▶ **YOUR GOAL**
Please copy out the lines word for word, from the very first line through the line containing "top-left (618, 292), bottom-right (640, 315)". Leave the pictures out of your answer.

··· TASK INPUTS

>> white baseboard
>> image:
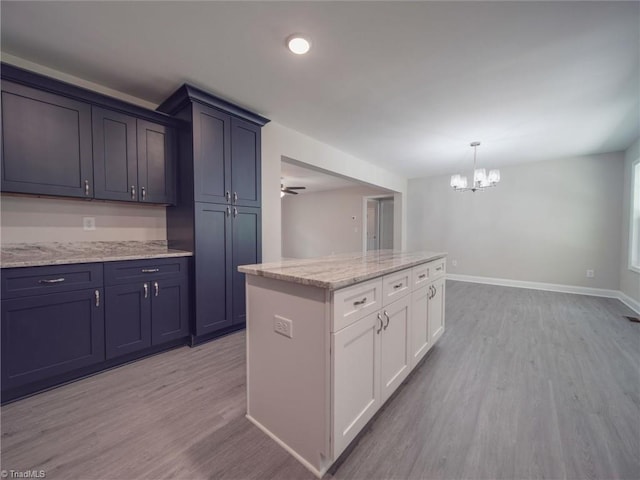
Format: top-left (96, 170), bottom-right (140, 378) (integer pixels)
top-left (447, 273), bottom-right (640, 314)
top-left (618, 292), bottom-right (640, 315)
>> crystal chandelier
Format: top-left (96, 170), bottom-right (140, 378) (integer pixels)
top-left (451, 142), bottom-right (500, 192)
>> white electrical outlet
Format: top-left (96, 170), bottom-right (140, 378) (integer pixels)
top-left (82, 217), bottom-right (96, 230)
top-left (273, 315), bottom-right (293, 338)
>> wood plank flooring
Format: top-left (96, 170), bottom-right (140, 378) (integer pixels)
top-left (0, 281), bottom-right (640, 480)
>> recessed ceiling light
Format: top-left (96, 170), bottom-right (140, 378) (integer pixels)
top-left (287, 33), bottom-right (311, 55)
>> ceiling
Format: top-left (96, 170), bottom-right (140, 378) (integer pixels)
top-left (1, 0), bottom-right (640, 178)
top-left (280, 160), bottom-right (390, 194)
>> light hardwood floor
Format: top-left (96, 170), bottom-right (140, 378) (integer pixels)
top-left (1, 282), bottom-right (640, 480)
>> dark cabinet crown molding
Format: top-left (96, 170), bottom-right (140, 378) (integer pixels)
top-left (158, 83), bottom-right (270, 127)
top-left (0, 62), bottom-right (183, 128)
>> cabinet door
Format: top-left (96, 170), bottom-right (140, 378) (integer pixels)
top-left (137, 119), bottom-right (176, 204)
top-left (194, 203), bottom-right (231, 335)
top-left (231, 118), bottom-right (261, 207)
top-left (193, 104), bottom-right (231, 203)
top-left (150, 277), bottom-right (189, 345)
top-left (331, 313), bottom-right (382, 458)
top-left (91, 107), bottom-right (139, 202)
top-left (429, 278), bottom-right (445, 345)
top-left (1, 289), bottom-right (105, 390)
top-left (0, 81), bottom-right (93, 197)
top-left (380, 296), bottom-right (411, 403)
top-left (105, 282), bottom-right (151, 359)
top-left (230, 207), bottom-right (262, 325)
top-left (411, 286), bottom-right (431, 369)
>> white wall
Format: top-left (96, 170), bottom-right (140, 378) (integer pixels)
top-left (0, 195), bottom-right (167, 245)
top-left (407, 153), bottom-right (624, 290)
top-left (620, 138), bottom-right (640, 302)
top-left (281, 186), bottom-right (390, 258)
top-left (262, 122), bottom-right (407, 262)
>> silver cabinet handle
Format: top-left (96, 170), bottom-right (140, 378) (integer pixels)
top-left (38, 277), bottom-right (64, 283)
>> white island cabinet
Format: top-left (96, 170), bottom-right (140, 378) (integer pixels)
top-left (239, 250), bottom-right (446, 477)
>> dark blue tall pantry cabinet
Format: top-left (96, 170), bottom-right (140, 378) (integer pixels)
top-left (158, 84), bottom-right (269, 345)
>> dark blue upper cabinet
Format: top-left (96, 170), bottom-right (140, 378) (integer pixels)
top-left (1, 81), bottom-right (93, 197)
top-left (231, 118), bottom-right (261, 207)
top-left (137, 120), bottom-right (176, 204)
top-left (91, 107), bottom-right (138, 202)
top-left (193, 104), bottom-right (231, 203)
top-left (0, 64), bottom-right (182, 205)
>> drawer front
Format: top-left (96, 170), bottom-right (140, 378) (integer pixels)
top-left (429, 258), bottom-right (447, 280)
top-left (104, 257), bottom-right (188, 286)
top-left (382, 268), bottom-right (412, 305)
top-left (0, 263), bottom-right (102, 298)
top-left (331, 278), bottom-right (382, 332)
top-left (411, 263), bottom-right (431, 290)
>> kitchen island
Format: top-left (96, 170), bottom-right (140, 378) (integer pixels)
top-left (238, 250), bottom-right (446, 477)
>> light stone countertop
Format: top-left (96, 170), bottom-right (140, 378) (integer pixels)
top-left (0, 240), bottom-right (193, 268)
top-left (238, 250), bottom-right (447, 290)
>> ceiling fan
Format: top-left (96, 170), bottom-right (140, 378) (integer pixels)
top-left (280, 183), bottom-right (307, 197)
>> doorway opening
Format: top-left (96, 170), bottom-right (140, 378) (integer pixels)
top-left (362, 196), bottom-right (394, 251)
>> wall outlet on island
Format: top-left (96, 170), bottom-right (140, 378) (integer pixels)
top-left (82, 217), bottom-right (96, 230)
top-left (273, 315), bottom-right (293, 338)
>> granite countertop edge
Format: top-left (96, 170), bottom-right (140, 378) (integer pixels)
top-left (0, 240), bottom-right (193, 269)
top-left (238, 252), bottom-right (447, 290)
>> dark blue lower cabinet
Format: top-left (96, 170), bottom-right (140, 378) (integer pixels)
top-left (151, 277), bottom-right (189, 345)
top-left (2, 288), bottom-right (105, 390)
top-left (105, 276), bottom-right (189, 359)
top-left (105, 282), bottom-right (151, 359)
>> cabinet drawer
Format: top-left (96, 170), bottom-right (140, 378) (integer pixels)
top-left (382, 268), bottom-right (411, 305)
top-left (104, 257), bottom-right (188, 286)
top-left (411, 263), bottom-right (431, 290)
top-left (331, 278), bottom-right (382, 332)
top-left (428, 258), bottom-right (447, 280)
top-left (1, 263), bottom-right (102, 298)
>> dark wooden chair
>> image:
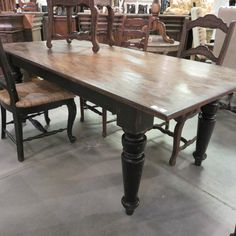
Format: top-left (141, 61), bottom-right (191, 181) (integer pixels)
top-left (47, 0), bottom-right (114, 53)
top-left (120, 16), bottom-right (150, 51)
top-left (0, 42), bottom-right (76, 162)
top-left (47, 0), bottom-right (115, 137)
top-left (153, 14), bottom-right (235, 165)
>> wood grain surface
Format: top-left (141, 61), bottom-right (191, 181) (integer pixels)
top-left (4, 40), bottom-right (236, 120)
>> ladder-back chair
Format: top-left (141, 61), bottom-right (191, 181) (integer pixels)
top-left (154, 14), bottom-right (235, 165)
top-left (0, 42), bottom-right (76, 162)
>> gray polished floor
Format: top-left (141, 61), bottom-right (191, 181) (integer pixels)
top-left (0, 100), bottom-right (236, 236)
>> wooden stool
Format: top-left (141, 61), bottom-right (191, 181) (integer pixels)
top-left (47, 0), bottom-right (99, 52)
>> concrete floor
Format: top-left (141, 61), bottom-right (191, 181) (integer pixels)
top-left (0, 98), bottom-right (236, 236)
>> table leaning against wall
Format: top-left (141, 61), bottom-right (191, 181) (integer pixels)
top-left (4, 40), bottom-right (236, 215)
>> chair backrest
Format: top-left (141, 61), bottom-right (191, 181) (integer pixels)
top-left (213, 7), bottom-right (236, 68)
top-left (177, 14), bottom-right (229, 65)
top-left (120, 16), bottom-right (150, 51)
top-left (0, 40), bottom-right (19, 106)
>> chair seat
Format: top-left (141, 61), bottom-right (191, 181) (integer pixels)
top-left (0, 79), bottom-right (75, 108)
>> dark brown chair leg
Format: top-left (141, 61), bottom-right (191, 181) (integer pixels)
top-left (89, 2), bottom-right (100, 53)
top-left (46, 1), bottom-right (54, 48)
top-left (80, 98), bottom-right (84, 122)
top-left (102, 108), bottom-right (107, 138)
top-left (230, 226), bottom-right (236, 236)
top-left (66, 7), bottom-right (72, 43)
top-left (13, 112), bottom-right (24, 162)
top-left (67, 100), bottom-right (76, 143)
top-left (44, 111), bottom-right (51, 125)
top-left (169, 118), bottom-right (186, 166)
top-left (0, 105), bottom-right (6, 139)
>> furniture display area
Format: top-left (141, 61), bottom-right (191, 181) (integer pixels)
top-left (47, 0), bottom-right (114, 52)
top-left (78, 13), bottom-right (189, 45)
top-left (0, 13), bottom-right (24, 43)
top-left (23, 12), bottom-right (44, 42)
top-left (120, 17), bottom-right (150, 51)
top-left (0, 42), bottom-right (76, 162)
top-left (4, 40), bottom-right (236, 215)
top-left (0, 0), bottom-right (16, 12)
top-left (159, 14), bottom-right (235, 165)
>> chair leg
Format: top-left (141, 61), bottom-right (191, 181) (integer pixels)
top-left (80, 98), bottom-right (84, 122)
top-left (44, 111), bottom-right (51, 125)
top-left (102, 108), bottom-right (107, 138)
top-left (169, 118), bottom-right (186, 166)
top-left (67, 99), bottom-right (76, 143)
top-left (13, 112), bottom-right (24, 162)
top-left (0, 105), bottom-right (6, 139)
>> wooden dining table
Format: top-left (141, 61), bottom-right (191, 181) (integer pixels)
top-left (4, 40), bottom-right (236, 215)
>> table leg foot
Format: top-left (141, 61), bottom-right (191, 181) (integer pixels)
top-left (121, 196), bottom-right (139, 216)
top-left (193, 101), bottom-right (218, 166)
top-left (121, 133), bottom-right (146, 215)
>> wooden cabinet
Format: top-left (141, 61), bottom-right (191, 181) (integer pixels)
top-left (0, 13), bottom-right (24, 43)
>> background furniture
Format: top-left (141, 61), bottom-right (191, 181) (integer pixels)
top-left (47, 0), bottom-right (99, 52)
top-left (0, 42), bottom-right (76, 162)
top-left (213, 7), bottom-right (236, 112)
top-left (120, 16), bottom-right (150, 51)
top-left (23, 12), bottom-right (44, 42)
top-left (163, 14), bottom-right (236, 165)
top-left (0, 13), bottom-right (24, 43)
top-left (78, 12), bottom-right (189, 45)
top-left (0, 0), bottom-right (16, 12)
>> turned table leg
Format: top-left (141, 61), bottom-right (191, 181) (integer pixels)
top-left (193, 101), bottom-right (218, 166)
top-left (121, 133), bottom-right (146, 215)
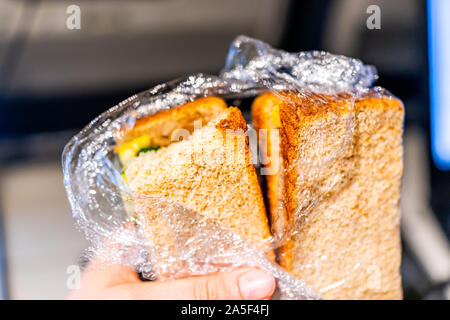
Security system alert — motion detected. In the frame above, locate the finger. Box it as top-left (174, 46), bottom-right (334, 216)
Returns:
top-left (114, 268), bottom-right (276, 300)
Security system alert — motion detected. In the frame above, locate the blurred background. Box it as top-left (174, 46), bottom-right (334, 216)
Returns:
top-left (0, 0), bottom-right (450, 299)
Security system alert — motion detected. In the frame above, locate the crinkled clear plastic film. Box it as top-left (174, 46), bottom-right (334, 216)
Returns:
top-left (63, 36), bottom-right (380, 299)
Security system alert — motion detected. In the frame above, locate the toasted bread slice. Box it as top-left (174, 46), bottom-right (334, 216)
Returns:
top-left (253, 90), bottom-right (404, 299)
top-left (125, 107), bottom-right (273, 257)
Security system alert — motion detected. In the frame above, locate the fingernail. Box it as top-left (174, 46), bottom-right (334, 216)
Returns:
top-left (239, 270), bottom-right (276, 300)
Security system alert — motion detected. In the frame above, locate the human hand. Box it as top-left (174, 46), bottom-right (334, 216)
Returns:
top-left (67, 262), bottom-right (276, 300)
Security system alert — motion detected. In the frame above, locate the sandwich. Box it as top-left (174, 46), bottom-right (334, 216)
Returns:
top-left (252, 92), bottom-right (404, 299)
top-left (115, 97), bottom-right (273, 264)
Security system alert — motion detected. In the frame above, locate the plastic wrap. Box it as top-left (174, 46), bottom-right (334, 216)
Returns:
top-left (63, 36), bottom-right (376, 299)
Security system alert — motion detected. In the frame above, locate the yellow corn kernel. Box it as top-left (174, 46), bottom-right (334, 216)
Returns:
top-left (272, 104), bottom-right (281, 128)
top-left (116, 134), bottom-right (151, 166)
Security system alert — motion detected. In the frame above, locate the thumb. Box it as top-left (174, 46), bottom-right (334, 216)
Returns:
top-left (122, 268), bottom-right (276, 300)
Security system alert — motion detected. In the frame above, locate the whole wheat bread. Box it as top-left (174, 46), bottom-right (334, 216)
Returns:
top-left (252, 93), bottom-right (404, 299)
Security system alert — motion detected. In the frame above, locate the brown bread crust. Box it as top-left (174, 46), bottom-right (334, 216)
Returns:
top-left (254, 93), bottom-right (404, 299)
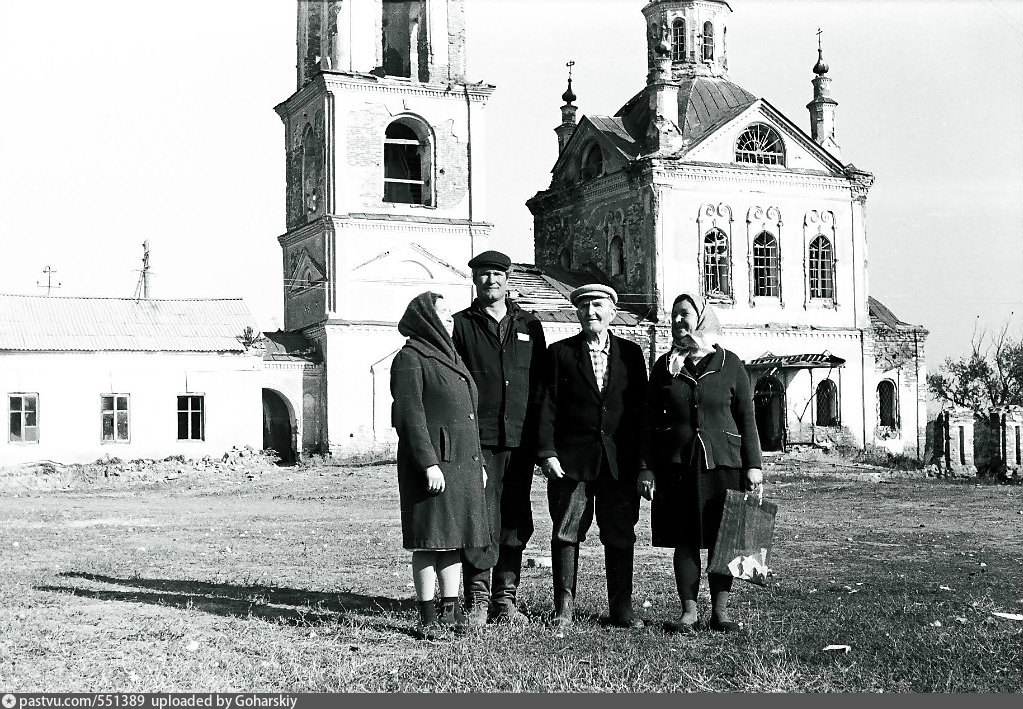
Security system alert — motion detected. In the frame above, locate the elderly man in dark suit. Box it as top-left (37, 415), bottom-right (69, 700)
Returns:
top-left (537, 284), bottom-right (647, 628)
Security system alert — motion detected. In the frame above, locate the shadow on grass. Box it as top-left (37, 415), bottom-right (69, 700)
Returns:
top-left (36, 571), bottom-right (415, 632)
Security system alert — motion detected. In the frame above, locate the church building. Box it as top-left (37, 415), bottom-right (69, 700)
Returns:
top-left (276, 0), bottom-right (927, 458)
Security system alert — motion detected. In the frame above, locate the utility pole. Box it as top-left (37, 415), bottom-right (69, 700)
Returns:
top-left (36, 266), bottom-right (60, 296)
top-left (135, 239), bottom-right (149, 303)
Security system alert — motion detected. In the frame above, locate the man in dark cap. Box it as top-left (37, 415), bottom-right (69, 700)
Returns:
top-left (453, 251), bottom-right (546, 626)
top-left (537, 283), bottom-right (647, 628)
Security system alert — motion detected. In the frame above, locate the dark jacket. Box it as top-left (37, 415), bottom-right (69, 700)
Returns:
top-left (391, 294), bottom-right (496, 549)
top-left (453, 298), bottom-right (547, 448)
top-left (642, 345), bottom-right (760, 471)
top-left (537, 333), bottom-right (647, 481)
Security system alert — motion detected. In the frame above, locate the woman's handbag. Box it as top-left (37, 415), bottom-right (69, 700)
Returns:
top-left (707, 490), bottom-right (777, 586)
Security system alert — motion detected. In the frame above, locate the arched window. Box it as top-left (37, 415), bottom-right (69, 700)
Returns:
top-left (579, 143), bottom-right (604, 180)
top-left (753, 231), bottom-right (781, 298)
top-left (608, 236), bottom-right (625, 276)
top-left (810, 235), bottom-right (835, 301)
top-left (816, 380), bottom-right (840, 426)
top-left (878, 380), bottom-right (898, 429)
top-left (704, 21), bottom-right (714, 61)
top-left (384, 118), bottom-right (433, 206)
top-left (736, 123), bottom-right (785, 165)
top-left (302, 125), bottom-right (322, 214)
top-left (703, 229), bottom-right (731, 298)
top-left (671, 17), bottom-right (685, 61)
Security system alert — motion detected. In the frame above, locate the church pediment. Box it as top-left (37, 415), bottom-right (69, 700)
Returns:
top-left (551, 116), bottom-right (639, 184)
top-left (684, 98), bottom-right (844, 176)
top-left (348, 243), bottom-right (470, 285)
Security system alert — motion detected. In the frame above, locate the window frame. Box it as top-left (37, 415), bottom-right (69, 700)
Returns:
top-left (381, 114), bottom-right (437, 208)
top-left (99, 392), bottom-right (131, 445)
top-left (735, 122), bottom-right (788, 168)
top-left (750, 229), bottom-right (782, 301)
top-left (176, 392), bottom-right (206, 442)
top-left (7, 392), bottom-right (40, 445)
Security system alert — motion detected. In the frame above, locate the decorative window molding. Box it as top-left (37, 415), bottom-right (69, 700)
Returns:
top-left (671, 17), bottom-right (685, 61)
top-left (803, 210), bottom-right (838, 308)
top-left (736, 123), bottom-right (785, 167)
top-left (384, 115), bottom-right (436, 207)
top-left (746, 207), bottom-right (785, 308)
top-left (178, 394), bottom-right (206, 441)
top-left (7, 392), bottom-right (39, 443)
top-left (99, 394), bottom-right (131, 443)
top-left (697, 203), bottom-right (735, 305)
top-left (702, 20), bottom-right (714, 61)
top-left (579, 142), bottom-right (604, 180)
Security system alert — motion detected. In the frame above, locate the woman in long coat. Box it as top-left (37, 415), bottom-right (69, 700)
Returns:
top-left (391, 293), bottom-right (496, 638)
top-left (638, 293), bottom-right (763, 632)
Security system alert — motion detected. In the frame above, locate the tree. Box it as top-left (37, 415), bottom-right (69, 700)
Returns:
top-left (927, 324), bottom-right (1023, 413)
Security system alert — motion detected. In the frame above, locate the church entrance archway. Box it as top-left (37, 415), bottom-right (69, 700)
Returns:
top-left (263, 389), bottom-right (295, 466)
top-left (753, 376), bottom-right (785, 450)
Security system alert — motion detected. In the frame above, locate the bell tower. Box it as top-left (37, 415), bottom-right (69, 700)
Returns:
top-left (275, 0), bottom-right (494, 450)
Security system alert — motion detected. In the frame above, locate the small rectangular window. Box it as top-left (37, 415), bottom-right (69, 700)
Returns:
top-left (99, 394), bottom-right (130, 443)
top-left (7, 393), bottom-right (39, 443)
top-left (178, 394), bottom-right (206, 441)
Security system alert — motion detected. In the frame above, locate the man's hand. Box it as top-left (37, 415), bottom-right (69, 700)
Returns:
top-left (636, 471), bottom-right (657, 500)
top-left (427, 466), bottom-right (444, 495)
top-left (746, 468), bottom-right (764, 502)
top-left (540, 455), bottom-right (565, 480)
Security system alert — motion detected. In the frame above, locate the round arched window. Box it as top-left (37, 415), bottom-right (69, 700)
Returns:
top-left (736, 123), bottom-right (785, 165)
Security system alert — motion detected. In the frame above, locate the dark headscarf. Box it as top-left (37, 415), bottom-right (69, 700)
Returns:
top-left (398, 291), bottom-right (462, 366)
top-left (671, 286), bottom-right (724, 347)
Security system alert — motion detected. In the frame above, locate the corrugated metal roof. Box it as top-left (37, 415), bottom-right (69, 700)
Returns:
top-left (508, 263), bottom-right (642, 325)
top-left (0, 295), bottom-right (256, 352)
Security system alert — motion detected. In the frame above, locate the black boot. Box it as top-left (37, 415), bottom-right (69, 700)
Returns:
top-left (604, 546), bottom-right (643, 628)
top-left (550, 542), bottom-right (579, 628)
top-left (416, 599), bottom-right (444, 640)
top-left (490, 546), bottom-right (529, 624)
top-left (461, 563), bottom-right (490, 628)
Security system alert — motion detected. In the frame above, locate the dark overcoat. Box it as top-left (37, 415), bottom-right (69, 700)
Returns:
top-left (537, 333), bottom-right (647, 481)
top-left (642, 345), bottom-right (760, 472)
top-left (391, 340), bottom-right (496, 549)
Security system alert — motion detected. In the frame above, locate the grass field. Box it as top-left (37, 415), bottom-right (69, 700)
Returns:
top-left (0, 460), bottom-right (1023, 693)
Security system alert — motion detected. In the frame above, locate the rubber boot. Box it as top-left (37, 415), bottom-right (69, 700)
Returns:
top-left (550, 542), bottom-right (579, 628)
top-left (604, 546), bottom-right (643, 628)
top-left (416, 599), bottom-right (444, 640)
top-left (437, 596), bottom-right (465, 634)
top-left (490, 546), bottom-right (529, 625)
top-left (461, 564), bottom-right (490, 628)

······

▶ **EXERCISE RESULT**
>> white baseboard
>> image:
Format: top-left (96, 170), bottom-right (140, 378) (integer pixels)
top-left (447, 273), bottom-right (640, 314)
top-left (618, 292), bottom-right (640, 315)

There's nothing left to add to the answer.